>> Begin

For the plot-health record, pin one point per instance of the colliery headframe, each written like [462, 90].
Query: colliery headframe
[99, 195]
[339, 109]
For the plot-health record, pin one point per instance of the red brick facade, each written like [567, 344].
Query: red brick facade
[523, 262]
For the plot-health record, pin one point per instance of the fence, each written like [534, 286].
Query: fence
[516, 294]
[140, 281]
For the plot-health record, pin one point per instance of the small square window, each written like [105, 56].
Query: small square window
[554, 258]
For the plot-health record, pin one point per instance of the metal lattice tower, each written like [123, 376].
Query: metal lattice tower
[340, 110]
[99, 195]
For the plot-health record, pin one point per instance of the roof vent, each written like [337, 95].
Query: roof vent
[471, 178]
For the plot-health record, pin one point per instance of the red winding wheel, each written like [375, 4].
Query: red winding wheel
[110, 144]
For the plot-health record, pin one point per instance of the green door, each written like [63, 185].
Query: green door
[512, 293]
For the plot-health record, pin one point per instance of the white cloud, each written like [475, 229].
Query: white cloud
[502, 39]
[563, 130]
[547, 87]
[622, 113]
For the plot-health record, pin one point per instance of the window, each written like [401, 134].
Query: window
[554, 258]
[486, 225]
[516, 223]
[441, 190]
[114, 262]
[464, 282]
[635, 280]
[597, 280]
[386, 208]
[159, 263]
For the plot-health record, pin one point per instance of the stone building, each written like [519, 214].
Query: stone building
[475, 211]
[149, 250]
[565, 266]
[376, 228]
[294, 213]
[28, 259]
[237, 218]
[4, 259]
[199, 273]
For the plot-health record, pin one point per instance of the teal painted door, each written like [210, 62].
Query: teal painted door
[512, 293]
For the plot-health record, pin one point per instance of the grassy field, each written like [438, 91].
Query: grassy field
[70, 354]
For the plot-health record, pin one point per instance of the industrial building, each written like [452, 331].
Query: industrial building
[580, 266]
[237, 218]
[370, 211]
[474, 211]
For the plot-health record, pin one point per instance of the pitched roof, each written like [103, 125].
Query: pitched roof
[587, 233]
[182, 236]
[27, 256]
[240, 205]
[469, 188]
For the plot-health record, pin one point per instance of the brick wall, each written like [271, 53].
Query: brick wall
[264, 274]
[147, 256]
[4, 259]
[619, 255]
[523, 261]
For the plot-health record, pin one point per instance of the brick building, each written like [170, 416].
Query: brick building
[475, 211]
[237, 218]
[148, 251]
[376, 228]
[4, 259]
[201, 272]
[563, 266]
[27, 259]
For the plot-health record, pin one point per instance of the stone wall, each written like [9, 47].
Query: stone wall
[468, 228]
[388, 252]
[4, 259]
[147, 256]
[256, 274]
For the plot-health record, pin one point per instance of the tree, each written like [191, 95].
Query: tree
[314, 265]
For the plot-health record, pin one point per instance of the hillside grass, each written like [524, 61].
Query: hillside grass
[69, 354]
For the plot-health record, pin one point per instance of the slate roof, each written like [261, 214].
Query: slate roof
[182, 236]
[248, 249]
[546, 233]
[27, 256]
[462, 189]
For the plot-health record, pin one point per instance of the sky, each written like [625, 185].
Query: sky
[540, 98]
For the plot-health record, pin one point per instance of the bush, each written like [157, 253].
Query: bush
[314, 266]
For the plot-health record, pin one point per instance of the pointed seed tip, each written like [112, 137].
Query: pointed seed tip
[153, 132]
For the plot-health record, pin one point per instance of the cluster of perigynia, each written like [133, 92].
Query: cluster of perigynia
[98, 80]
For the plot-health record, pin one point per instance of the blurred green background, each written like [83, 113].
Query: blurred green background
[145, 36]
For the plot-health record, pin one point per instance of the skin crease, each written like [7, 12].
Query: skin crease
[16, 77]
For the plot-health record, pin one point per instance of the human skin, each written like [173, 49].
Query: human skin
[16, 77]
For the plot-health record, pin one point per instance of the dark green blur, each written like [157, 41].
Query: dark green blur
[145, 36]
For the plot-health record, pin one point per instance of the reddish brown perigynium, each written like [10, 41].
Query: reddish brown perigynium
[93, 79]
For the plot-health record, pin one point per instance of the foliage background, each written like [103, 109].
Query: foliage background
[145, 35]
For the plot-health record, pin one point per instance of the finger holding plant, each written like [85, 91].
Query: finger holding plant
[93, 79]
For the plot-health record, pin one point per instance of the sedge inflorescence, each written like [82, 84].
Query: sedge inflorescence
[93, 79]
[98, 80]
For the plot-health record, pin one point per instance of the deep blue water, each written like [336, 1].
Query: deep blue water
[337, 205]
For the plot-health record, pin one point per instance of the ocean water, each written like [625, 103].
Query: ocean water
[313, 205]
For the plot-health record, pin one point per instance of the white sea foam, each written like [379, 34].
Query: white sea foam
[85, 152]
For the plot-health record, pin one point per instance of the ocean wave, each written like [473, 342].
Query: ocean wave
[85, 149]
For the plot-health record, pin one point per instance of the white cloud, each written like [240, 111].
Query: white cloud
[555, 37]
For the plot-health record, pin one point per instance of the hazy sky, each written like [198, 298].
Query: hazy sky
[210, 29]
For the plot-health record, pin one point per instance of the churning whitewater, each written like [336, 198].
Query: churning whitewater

>> End

> Objective:
Reproduce each entry from the records above, character for character.

> Written solution:
For the plot-health record, pin one point per instance of the colliery headframe, each written like [462, 90].
Query: colliery headframe
[99, 195]
[339, 109]
For the plot-health record, pin one point per instance of the red brick facade, each written like [567, 344].
Query: red brick facade
[523, 262]
For the plot-health record, pin one point per instance of the fence, each written like [534, 286].
Query: fence
[516, 294]
[140, 281]
For the plot-health record, pin one point per instance of the small square window, each written like [105, 56].
Query: small square window
[554, 258]
For the plot-health record, pin one point per instance of the metal lattice tower, each written like [123, 376].
Query: metal lattice tower
[340, 110]
[99, 195]
For the plot-health record, pin one point per instance of the roof vent, each written like [337, 95].
Query: roof vent
[471, 178]
For the plot-health record, pin one point per instance of the red winding wheel, each written like [375, 4].
Query: red winding wheel
[110, 144]
For the plot-health record, pin one point per instance of the green door, each written like [63, 185].
Query: green door
[512, 293]
For the plot-health record, pin one point per instance of the white cloud, each written like [475, 229].
Query: white cloud
[502, 39]
[563, 130]
[547, 87]
[622, 113]
For the plot-health record, pin one point per instance of the window, each written like [401, 134].
Query: window
[554, 258]
[486, 225]
[516, 223]
[441, 190]
[114, 262]
[464, 282]
[635, 280]
[597, 280]
[386, 208]
[159, 263]
For the plot-health record, pin one point per instance of the stone building, each written like [519, 214].
Query: stone building
[475, 211]
[149, 250]
[565, 266]
[376, 228]
[294, 213]
[28, 259]
[237, 218]
[4, 259]
[199, 273]
For the plot-health record, pin one point per instance of the teal painted door, each written like [210, 62].
Query: teal painted door
[512, 293]
For the plot-health record, pin one point per instance of the grassy field, each written like [438, 91].
Query: grassy field
[70, 354]
For the plot-health record, pin one point per instance of the industrial building, each written like [452, 331].
Query: industrial building
[580, 266]
[237, 218]
[370, 211]
[474, 211]
For the plot-health record, pin one point per instance of the pitched roof, each written like [103, 125].
Query: pitched roof
[587, 233]
[182, 236]
[27, 256]
[240, 205]
[469, 188]
For the plot-health record, pin one point per instance of the brick wall, each written like [271, 53].
Query: brick wall
[264, 274]
[147, 256]
[4, 259]
[619, 255]
[523, 261]
For the plot-health record, pin one point per instance of the brick building, each written like [170, 416].
Query: brick building
[475, 211]
[237, 218]
[148, 251]
[376, 228]
[4, 259]
[201, 272]
[563, 266]
[27, 259]
For the plot-health record, pin one point per instance of the stone wall, each written like [9, 47].
Query: stone wall
[468, 228]
[388, 252]
[4, 259]
[147, 256]
[256, 274]
For the plot-health record, pin one point per instance of the tree, each written like [191, 95].
Query: tree
[314, 265]
For the plot-health record, pin one point per instance of the hillside grass, each written like [524, 61].
Query: hillside grass
[69, 354]
For the plot-health record, pin one point per instance of the slate roof, each written like [261, 214].
Query: slate roof
[182, 236]
[248, 249]
[546, 233]
[27, 256]
[462, 189]
For the plot-health record, pin one point per instance of the sky, each written like [625, 185].
Query: sky
[540, 98]
For the plot-health record, pin one point per instance of the bush, each written like [157, 253].
Query: bush
[314, 266]
For the plot-health record, pin one point per instance of the pointed seed tip, each written like [112, 137].
Query: pointed seed tip
[153, 132]
For the plot-health record, pin one point per instance of the cluster of perigynia, each written like [133, 92].
Query: cluster of perigynia
[98, 80]
For the plot-health record, pin one point per instance of the blurred green background, each written like [83, 113].
Query: blurred green background
[145, 36]
For the plot-health record, pin one point per instance of the skin crease, each written like [7, 12].
Query: skin crease
[16, 77]
For the plot-health record, pin one point per instance of the human skin, each written like [173, 49].
Query: human skin
[16, 77]
For the plot-health record, pin one point per instance of the dark green blur, each written like [157, 41].
Query: dark green blur
[145, 36]
For the plot-health record, pin one point per instance of the reddish brown perigynium, each written like [10, 41].
Query: reddish brown perigynium
[93, 79]
For the plot-health record, pin one point per instance of the foliage background, each written like [103, 109].
Query: foliage background
[145, 35]
For the plot-health record, pin one point per instance of the finger holding plant, each written like [85, 91].
Query: finger holding plant
[93, 79]
For the plot-health record, pin one point per instance of the sedge inflorescence, each written like [82, 84].
Query: sedge inflorescence
[93, 79]
[98, 80]
For the plot-health record, pin one point per instance of the deep blue water, each written like [336, 1].
Query: deep blue water
[337, 205]
For the plot-health record, pin one point per instance of the ocean water, each written like [625, 103].
Query: ocean water
[313, 205]
For the plot-health record, pin one point per instance of the white sea foam, each written like [379, 34].
Query: white sea foam
[85, 152]
For the plot-health record, pin one point per instance of the ocean wave, each written like [473, 342].
Query: ocean wave
[85, 149]
For the plot-health record, pin one point per instance of the white cloud, each written like [240, 111].
Query: white cloud
[555, 37]
For the plot-health record, pin one point per instance of the hazy sky, each written like [198, 298].
Query: hazy sky
[210, 29]
For the plot-health record, pin one point per instance of the churning whitewater, each written like [336, 198].
Query: churning whitewater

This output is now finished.